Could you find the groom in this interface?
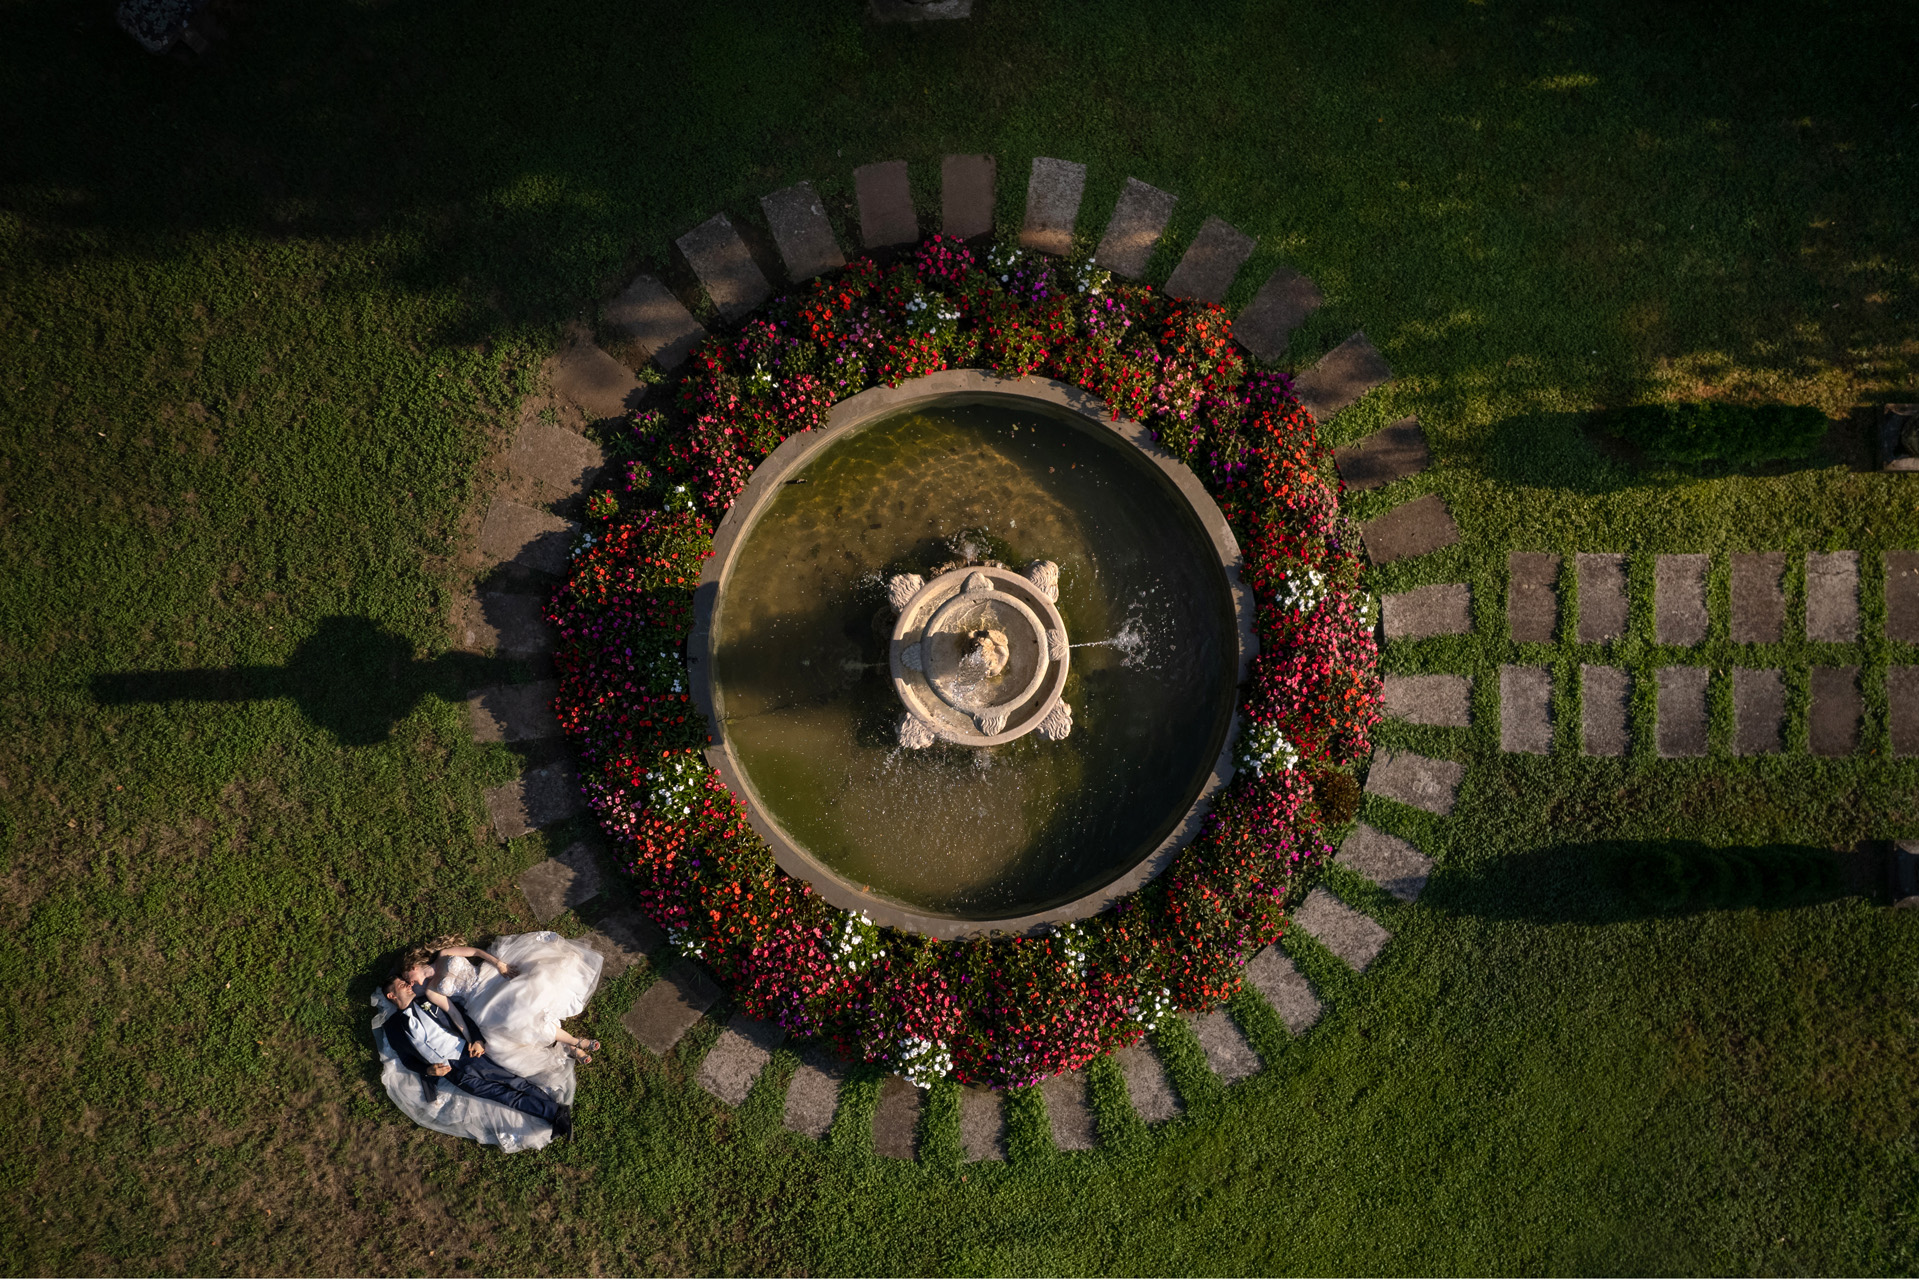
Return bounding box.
[382,974,573,1139]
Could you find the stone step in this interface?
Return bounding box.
[695,1014,786,1105]
[782,1048,849,1139]
[1334,416,1430,492]
[1575,553,1628,644]
[1500,664,1552,754]
[676,213,772,322]
[1293,332,1392,422]
[458,590,553,657]
[853,160,918,250]
[468,679,561,744]
[1581,664,1630,756]
[546,333,646,421]
[1364,749,1464,816]
[1163,215,1256,305]
[1243,944,1323,1032]
[485,762,584,841]
[760,181,845,283]
[1337,823,1432,904]
[1183,1009,1261,1083]
[621,959,720,1056]
[1891,666,1919,757]
[507,422,607,498]
[1232,266,1323,363]
[1293,887,1391,972]
[959,1085,1006,1161]
[1092,177,1177,279]
[1888,552,1919,642]
[1360,494,1460,566]
[1040,1068,1097,1151]
[1381,583,1471,640]
[478,498,577,577]
[941,153,996,240]
[578,911,663,980]
[1508,552,1561,644]
[603,274,706,371]
[516,839,602,921]
[1655,667,1708,758]
[1810,665,1862,757]
[1114,1043,1183,1122]
[872,1075,924,1159]
[1732,667,1785,756]
[1731,552,1786,644]
[1654,553,1710,646]
[1806,551,1860,642]
[1020,156,1086,256]
[1382,673,1471,727]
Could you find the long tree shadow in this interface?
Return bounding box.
[91,614,519,746]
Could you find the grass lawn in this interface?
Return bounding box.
[3,0,1917,1272]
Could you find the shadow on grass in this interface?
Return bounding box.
[90,614,516,746]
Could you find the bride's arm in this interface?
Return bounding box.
[422,988,485,1055]
[437,944,511,978]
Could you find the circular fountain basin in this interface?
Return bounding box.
[689,372,1256,938]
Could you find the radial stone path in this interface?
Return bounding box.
[1244,945,1324,1032]
[959,1086,1007,1162]
[1500,664,1553,754]
[854,161,917,251]
[1183,1010,1261,1084]
[479,498,576,576]
[1382,583,1471,639]
[1731,552,1786,643]
[873,1077,924,1159]
[761,181,845,283]
[1655,554,1710,646]
[468,679,560,744]
[1575,553,1628,644]
[603,274,706,371]
[1806,551,1860,642]
[782,1049,849,1139]
[1382,673,1471,727]
[1021,157,1086,256]
[1337,824,1432,903]
[1507,552,1560,644]
[1232,267,1323,362]
[1581,664,1630,756]
[1162,215,1256,305]
[517,840,602,921]
[1294,888,1392,972]
[1889,552,1919,642]
[941,153,996,240]
[1656,667,1709,758]
[1293,332,1392,421]
[1810,666,1863,756]
[547,333,646,420]
[1115,1043,1183,1121]
[1041,1069,1098,1151]
[1365,749,1465,815]
[676,214,771,322]
[459,590,552,656]
[1334,417,1430,492]
[485,762,584,841]
[1733,667,1786,756]
[1361,494,1460,565]
[696,1014,785,1105]
[1890,666,1919,757]
[1092,177,1177,279]
[622,961,720,1056]
[578,911,662,980]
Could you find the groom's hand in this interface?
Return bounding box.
[467,1041,486,1058]
[429,1063,451,1077]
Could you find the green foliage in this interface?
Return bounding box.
[1601,401,1830,467]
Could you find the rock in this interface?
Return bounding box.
[1805,551,1860,642]
[695,1015,785,1106]
[1243,945,1323,1032]
[621,960,720,1056]
[485,762,584,841]
[1334,417,1430,492]
[1364,749,1465,816]
[1183,1009,1260,1083]
[1293,332,1392,422]
[941,154,996,240]
[1580,664,1630,756]
[959,1086,1006,1162]
[467,680,561,744]
[1040,1069,1097,1151]
[1360,494,1460,565]
[1382,673,1471,727]
[1654,554,1710,646]
[853,160,918,250]
[872,1076,923,1159]
[1381,583,1471,640]
[1499,664,1552,754]
[603,274,706,371]
[1809,665,1862,757]
[760,181,845,283]
[478,499,576,577]
[1162,216,1256,305]
[1232,267,1323,362]
[1114,1043,1182,1122]
[1020,157,1086,257]
[1575,553,1628,644]
[1732,667,1785,756]
[676,214,772,322]
[1091,177,1177,279]
[1293,887,1391,972]
[516,840,602,921]
[1730,552,1786,644]
[1336,823,1432,903]
[1655,667,1708,758]
[1507,552,1561,644]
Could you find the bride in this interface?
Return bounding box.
[370,931,605,1152]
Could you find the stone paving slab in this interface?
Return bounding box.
[1361,494,1460,565]
[1575,553,1628,644]
[1500,664,1553,754]
[1382,673,1471,727]
[1040,1069,1097,1151]
[871,0,971,20]
[696,1014,786,1106]
[1183,1009,1261,1083]
[1020,157,1086,257]
[622,960,720,1056]
[1891,666,1919,757]
[782,1048,849,1139]
[578,910,663,980]
[959,1086,1006,1162]
[1581,664,1630,756]
[941,154,996,240]
[760,181,845,283]
[1163,216,1256,305]
[1244,944,1323,1032]
[1889,552,1919,642]
[1810,665,1862,757]
[517,839,602,921]
[603,274,706,371]
[1293,332,1393,422]
[676,213,771,321]
[459,591,552,657]
[1655,667,1709,758]
[507,422,605,496]
[485,761,583,840]
[1655,554,1710,646]
[872,1075,924,1159]
[853,160,917,250]
[1381,583,1471,640]
[1092,177,1177,279]
[1337,823,1432,903]
[478,498,576,576]
[1233,266,1323,362]
[1334,417,1430,492]
[1806,551,1860,642]
[1508,552,1561,644]
[547,334,646,421]
[1365,749,1465,816]
[467,679,560,744]
[1732,667,1785,756]
[1114,1043,1182,1122]
[1731,552,1786,644]
[1294,887,1392,972]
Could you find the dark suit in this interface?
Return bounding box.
[384,996,563,1127]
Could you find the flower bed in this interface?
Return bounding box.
[546,237,1381,1088]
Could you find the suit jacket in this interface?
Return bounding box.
[383,996,485,1099]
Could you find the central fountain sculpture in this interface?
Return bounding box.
[888,561,1074,748]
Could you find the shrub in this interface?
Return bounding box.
[1600,401,1827,467]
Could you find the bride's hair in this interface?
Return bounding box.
[399,934,468,974]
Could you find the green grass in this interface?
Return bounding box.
[2,0,1918,1272]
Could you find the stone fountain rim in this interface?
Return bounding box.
[892,566,1067,745]
[686,369,1260,941]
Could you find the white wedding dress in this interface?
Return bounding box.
[369,931,604,1152]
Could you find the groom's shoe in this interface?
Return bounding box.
[552,1103,573,1141]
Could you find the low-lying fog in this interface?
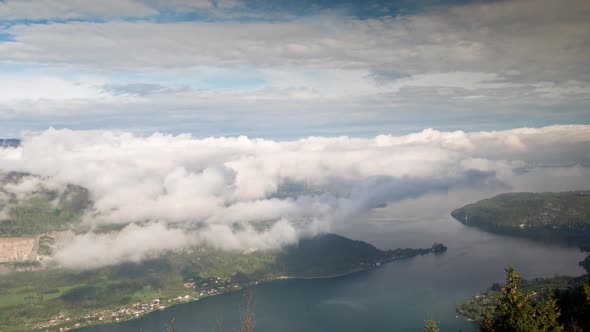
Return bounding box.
[0,125,589,269]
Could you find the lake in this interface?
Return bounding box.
[79,204,587,332]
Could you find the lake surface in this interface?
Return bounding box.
[80,206,587,332]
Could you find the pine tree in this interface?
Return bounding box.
[424,319,439,332]
[478,316,494,332]
[493,267,563,332]
[535,297,562,332]
[582,277,590,304]
[565,277,590,331]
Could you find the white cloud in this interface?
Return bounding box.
[0,0,158,20]
[0,0,587,125]
[0,125,589,268]
[53,223,192,269]
[1,0,588,84]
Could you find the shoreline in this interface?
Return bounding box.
[69,257,417,331]
[31,244,446,332]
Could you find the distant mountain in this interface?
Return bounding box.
[451,191,590,253]
[451,191,590,231]
[277,233,385,277]
[278,233,447,277]
[0,138,20,148]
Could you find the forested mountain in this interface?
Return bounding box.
[451,191,590,231]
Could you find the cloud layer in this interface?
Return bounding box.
[2,0,588,80]
[0,0,589,137]
[1,125,590,268]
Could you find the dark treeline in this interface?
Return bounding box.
[427,268,590,332]
[442,268,590,332]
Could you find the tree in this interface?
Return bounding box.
[492,267,563,332]
[582,277,590,304]
[556,277,590,331]
[478,316,494,332]
[424,319,439,332]
[535,297,562,332]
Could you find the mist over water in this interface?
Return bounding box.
[2,126,590,270]
[78,210,586,332]
[3,128,589,331]
[3,0,590,330]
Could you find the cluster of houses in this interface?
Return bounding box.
[32,276,256,331]
[183,276,242,297]
[110,299,166,320]
[33,312,71,330]
[33,299,167,331]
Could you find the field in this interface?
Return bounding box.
[0,249,278,332]
[0,234,442,331]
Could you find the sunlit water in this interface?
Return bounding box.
[79,210,586,332]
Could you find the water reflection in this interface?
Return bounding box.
[79,214,585,332]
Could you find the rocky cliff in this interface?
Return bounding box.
[0,236,37,263]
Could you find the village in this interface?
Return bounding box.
[32,276,248,331]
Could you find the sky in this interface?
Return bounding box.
[0,0,589,138]
[1,1,590,269]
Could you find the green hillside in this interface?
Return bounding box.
[0,173,90,236]
[278,234,447,277]
[277,234,385,277]
[0,174,448,331]
[0,234,446,331]
[451,191,590,230]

|---|

● Prompt: Copy out every line of the listing where the word "cloud" occurs.

● Task output:
Could you find the white cloud in this interface?
Could you find the cloud layer in this interface?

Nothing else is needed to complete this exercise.